SET TASK
In how many lines of the data below does the word "distant" appear? Give only the number.
---------- RECORDS SUPPLIED ----------
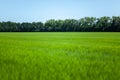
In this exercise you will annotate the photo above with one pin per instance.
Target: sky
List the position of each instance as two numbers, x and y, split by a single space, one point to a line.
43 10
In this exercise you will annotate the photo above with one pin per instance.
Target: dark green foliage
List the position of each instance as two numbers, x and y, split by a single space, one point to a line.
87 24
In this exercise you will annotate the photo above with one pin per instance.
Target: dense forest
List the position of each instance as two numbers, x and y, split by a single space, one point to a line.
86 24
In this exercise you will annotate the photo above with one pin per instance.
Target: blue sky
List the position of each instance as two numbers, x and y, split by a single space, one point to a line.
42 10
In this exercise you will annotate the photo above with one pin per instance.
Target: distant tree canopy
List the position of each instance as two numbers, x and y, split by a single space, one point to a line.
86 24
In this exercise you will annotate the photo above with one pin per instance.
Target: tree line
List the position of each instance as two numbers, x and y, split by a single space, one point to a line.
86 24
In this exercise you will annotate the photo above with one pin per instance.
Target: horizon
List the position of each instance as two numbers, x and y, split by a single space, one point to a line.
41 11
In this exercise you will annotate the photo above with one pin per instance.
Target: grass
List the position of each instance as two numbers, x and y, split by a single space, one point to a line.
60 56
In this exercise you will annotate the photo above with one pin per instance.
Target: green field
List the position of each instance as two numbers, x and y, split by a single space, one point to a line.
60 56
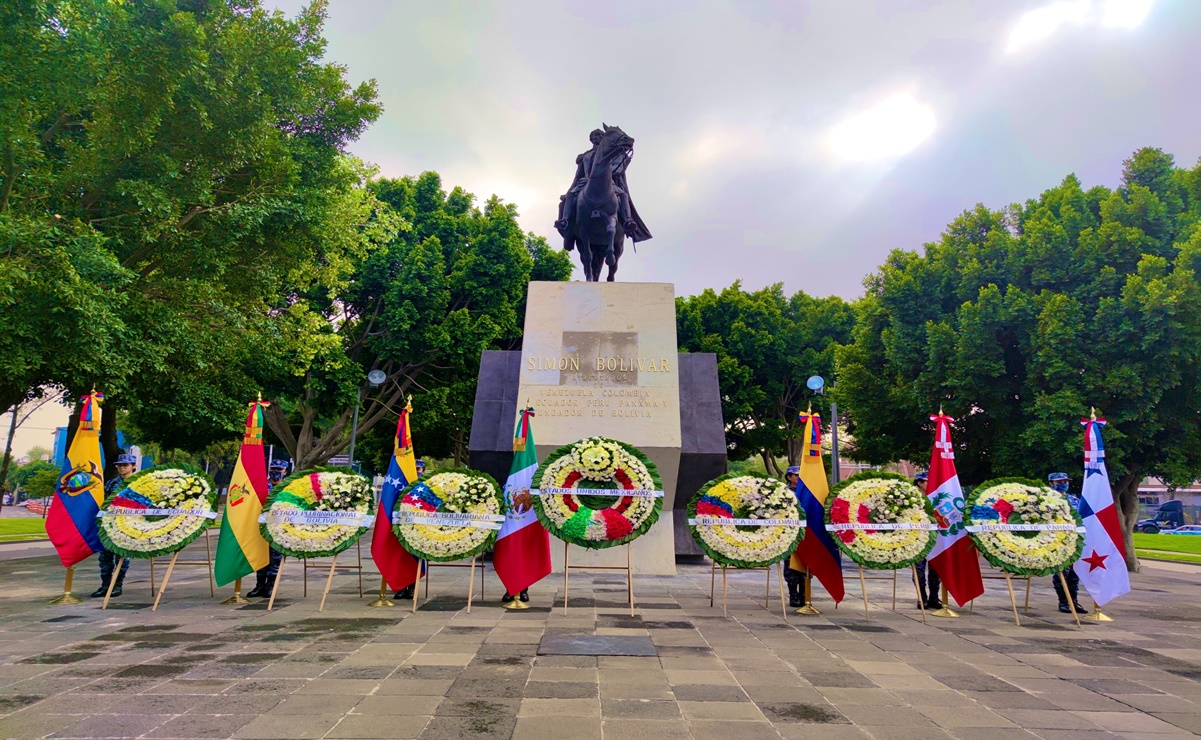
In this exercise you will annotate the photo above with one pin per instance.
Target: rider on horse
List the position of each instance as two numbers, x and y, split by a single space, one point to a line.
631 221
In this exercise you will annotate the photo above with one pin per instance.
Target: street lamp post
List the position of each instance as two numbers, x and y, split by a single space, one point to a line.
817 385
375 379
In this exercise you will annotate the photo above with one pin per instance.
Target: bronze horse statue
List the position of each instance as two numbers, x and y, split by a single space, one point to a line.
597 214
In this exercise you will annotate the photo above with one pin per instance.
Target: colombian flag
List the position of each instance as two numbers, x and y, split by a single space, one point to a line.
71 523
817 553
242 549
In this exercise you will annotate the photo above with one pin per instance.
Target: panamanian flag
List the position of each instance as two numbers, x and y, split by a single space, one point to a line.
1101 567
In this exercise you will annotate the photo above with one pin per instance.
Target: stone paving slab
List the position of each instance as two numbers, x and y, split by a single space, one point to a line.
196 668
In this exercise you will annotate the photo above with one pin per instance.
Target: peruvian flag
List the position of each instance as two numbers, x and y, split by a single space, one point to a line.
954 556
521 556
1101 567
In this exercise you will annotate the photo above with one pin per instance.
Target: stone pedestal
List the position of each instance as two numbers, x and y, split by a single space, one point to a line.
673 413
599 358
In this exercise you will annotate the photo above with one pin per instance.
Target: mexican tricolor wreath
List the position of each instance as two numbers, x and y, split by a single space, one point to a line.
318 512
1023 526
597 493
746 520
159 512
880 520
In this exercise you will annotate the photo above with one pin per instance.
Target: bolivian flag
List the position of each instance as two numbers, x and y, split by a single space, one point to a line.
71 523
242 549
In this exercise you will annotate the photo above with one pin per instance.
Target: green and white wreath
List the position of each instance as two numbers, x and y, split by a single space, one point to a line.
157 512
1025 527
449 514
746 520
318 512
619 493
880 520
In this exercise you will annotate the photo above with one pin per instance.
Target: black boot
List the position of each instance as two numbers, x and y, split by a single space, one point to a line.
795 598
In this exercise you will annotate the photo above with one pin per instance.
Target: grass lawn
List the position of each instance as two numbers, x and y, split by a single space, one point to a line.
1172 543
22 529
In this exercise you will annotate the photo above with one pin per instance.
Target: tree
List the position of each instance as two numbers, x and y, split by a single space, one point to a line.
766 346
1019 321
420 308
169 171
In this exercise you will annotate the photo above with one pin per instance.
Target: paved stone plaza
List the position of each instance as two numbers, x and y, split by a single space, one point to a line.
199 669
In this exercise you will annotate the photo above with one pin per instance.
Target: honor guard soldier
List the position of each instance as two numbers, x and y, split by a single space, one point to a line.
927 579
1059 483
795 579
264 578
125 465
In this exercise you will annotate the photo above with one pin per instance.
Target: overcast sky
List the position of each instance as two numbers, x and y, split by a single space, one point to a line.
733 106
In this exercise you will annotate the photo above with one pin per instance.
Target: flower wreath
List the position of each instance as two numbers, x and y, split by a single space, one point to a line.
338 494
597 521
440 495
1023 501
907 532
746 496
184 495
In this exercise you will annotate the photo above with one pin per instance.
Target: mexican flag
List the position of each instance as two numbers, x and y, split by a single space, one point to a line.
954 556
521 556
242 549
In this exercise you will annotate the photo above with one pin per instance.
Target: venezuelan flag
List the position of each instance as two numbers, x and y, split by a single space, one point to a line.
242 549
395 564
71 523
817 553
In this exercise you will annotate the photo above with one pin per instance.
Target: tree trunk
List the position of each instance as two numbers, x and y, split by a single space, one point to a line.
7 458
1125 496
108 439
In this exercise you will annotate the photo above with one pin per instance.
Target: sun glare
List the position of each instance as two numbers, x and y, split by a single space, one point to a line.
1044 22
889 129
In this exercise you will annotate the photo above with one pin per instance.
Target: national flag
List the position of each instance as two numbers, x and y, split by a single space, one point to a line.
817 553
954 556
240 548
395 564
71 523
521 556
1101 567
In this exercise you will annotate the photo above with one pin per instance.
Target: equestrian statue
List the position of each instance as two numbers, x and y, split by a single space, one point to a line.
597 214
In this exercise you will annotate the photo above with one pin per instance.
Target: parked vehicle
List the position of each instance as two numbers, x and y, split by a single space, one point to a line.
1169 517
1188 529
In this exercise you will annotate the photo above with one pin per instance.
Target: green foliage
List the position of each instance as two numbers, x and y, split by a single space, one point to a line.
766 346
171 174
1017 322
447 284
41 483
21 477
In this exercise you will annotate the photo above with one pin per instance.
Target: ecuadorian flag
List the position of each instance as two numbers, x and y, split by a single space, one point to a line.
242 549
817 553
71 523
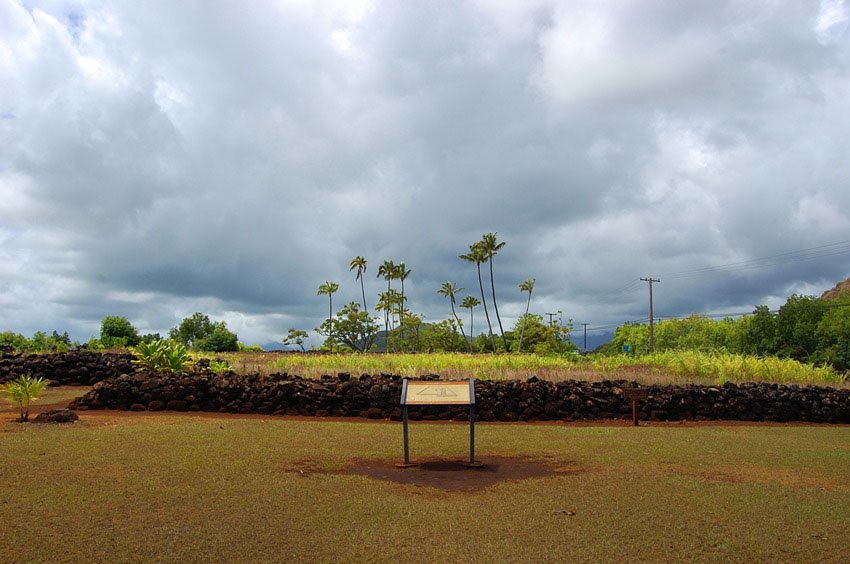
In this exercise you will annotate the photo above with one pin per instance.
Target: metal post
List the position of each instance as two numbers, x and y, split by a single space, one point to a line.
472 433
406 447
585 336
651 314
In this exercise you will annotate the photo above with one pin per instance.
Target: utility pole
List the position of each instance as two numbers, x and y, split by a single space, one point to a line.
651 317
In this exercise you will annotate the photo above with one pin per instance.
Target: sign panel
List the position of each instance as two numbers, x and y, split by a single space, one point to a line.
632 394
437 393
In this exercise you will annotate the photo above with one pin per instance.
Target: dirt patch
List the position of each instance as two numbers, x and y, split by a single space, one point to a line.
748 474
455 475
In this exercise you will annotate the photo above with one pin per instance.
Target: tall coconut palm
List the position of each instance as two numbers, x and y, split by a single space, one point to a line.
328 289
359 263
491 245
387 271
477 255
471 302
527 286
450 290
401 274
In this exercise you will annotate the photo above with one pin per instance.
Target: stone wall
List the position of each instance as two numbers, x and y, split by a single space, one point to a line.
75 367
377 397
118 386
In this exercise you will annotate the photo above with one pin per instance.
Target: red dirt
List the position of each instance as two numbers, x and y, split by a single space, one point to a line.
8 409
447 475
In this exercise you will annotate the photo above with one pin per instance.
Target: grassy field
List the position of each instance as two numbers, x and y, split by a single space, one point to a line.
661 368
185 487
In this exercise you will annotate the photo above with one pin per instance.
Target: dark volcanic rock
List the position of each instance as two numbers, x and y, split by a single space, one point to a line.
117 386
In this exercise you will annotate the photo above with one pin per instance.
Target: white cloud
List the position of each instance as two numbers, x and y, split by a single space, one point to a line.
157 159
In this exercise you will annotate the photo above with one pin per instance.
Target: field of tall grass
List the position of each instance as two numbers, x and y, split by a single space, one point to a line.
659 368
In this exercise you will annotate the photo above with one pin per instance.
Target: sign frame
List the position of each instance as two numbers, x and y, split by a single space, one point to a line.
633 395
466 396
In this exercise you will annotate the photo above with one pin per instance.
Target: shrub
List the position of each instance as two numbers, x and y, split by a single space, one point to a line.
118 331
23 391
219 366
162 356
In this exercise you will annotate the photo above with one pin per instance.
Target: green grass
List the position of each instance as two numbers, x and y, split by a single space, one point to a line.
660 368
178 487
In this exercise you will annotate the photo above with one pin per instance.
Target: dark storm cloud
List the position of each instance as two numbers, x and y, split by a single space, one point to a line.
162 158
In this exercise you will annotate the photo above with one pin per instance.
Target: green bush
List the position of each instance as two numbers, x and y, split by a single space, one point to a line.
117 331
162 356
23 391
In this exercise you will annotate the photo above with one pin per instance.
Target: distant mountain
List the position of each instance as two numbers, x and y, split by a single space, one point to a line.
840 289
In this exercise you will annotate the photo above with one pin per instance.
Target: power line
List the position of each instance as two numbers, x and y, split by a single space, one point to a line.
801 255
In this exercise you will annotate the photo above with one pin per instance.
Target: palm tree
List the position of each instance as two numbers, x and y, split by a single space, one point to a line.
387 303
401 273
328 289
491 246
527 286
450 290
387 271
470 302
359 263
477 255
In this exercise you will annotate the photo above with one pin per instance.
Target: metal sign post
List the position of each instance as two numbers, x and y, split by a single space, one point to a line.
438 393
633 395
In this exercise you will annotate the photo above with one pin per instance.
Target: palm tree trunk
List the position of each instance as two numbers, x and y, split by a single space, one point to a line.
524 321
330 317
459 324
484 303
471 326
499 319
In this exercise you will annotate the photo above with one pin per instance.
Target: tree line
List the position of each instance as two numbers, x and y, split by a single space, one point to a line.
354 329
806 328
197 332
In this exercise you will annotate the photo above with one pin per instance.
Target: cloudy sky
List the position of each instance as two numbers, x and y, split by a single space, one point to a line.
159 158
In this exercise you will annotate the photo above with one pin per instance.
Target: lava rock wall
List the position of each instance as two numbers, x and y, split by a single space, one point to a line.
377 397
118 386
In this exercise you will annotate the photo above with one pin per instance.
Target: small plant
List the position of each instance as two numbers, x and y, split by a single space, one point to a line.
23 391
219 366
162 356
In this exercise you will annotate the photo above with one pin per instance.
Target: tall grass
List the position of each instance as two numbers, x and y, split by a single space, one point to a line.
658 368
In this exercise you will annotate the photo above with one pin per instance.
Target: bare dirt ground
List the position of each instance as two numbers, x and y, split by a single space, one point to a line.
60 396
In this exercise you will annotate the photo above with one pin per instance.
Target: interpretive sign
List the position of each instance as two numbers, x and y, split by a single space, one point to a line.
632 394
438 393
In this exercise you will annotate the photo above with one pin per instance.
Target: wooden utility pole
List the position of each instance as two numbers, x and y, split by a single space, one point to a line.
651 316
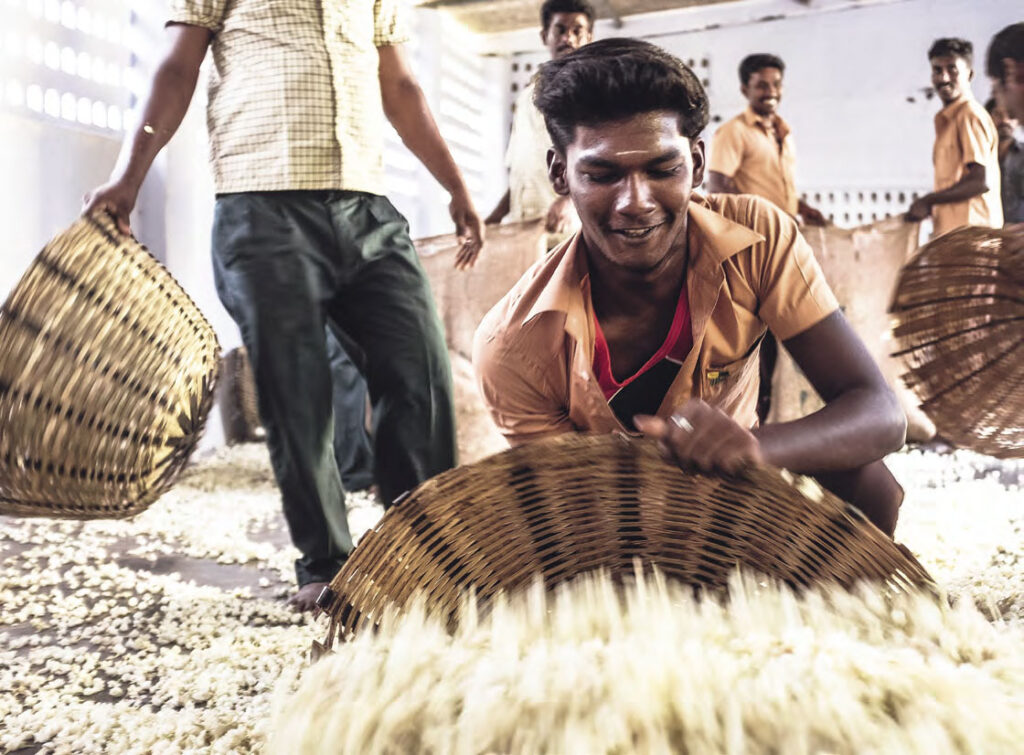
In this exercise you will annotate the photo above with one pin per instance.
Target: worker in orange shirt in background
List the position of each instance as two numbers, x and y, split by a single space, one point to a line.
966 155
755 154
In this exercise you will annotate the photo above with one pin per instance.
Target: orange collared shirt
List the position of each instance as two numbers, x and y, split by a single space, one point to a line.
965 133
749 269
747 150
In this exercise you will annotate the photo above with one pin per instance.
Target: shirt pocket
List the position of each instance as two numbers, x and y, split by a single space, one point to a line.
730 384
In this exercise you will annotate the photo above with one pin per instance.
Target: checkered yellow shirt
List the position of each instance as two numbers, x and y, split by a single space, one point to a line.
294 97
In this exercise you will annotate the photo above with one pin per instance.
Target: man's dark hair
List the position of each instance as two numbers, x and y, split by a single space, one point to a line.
----------
RESPONSE
2